• [Data section]:
────────────────────────────────────────

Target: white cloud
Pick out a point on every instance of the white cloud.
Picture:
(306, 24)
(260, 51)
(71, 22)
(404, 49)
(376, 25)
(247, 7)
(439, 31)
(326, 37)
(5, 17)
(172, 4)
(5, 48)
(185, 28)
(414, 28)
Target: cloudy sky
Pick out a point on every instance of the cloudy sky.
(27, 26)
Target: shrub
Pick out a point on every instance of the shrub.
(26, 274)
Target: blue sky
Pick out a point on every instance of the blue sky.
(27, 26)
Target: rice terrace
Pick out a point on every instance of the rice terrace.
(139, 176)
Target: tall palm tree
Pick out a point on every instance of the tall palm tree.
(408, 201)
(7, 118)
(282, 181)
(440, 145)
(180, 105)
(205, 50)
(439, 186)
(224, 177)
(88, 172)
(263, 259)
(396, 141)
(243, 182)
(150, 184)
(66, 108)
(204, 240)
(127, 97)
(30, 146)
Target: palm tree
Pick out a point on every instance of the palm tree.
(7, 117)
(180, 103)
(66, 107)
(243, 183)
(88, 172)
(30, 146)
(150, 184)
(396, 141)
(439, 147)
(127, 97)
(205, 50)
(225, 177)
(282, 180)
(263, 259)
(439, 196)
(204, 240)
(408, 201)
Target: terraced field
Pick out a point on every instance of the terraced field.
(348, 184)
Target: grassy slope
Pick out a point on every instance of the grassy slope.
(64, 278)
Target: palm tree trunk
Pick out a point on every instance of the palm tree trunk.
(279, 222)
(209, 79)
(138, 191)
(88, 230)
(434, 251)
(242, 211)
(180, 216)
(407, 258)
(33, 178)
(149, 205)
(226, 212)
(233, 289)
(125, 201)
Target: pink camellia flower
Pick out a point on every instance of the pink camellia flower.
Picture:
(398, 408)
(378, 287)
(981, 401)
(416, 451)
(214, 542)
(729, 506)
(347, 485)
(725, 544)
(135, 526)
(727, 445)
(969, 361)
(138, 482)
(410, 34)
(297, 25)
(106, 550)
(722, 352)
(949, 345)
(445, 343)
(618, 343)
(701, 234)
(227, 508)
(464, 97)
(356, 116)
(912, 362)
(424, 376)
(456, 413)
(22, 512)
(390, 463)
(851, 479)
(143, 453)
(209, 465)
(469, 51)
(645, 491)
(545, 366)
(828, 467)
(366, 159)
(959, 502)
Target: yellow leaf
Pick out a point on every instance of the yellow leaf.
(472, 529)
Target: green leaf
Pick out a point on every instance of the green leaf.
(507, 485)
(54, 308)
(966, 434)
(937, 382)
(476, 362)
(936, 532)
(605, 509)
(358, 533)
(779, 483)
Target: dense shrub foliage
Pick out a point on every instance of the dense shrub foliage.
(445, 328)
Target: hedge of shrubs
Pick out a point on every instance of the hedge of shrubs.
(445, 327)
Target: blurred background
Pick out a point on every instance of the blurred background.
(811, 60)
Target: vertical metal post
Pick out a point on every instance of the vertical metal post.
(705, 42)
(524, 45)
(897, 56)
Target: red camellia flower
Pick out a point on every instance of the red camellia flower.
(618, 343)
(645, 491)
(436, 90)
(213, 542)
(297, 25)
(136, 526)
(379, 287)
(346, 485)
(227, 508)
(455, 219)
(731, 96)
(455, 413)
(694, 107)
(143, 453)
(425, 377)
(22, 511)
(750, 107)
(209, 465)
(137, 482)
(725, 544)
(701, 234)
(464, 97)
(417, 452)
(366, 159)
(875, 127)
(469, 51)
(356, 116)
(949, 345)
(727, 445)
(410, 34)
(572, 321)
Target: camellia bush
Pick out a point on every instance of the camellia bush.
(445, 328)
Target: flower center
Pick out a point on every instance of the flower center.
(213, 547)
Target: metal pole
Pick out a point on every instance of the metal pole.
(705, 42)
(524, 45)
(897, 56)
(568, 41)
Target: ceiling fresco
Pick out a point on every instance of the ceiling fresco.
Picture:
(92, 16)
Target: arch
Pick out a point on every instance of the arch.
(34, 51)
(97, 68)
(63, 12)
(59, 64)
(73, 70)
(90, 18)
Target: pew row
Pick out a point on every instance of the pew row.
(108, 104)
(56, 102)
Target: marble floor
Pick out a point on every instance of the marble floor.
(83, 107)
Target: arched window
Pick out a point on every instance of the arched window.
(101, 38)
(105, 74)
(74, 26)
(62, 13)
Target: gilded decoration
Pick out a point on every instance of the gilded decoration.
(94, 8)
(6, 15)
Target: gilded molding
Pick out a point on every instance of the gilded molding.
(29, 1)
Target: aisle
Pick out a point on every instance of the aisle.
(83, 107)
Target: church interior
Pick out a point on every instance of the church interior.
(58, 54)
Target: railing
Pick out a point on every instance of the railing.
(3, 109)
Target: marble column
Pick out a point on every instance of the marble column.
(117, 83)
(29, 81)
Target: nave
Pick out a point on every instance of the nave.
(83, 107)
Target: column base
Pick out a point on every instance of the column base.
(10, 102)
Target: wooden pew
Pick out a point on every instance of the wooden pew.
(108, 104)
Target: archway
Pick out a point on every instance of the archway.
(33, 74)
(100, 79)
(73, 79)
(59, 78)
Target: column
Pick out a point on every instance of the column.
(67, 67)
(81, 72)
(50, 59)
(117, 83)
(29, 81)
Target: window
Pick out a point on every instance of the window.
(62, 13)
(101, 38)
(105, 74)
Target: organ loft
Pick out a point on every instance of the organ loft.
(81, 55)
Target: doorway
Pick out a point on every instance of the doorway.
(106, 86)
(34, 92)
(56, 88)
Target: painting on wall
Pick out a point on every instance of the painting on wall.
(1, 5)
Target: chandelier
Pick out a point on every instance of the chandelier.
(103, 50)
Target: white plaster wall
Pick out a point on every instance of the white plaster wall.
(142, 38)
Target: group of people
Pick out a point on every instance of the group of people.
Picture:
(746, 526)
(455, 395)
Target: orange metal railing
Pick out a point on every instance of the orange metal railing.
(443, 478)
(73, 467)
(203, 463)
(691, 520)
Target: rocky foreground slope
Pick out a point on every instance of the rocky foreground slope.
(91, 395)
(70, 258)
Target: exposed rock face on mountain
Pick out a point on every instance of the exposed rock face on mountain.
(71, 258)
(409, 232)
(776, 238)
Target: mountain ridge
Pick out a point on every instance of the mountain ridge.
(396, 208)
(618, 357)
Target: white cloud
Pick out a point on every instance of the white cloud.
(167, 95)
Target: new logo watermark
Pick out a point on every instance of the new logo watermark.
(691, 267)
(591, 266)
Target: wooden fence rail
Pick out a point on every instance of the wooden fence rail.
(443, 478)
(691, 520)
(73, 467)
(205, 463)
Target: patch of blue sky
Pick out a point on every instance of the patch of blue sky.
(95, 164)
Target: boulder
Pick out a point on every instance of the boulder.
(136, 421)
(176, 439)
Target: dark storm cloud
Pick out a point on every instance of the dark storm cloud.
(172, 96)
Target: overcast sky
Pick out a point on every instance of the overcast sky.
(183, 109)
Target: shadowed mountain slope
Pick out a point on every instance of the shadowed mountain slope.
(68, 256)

────────────────────────────────────────

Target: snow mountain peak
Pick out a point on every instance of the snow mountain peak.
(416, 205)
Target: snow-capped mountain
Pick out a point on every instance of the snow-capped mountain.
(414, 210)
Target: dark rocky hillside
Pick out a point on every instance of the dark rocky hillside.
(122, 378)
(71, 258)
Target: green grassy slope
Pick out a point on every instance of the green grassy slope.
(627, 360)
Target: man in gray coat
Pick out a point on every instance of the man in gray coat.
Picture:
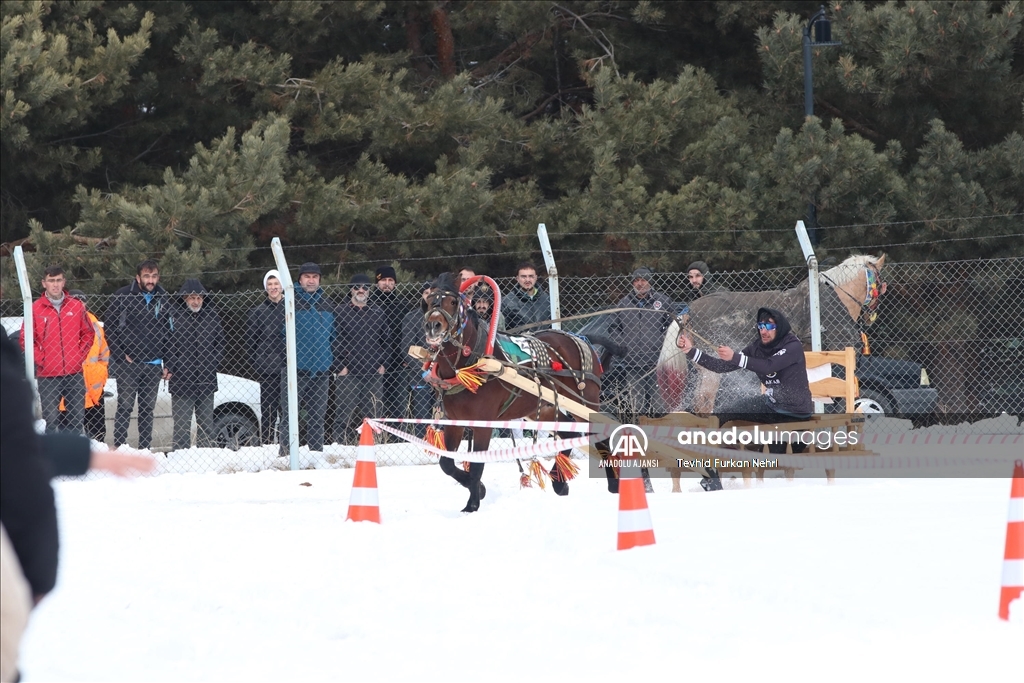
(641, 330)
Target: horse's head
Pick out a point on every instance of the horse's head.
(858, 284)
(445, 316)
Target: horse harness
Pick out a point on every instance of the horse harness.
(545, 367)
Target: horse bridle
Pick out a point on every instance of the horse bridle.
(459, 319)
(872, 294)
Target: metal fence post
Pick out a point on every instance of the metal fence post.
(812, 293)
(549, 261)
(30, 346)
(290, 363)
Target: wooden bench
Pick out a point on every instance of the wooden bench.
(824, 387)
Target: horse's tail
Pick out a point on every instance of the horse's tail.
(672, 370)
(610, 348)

────────────────────────────────────────

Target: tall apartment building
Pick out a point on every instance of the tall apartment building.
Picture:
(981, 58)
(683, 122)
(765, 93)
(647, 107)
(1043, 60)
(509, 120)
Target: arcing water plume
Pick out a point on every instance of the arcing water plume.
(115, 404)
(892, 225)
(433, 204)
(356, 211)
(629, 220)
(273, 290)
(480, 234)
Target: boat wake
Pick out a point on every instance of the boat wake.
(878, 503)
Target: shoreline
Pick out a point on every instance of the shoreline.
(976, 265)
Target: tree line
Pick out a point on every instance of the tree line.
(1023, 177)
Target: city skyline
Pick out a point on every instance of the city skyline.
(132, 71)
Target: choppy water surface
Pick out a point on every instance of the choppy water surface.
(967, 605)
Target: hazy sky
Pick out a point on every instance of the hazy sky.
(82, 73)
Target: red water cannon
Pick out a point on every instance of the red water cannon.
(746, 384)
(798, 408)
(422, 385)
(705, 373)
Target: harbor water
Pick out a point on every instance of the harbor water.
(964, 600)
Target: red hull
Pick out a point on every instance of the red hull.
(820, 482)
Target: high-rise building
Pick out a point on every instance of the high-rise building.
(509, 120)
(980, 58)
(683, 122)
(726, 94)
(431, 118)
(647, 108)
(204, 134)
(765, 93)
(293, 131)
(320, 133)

────────────────────────────────────────

• [What the exercise asks]:
Please locate every line in the material above that contains the word "fresco", and copy each of those lines in full.

• [Exercise output]:
Target: ceiling fresco
Pick out a point on every instance of the ceiling fresco.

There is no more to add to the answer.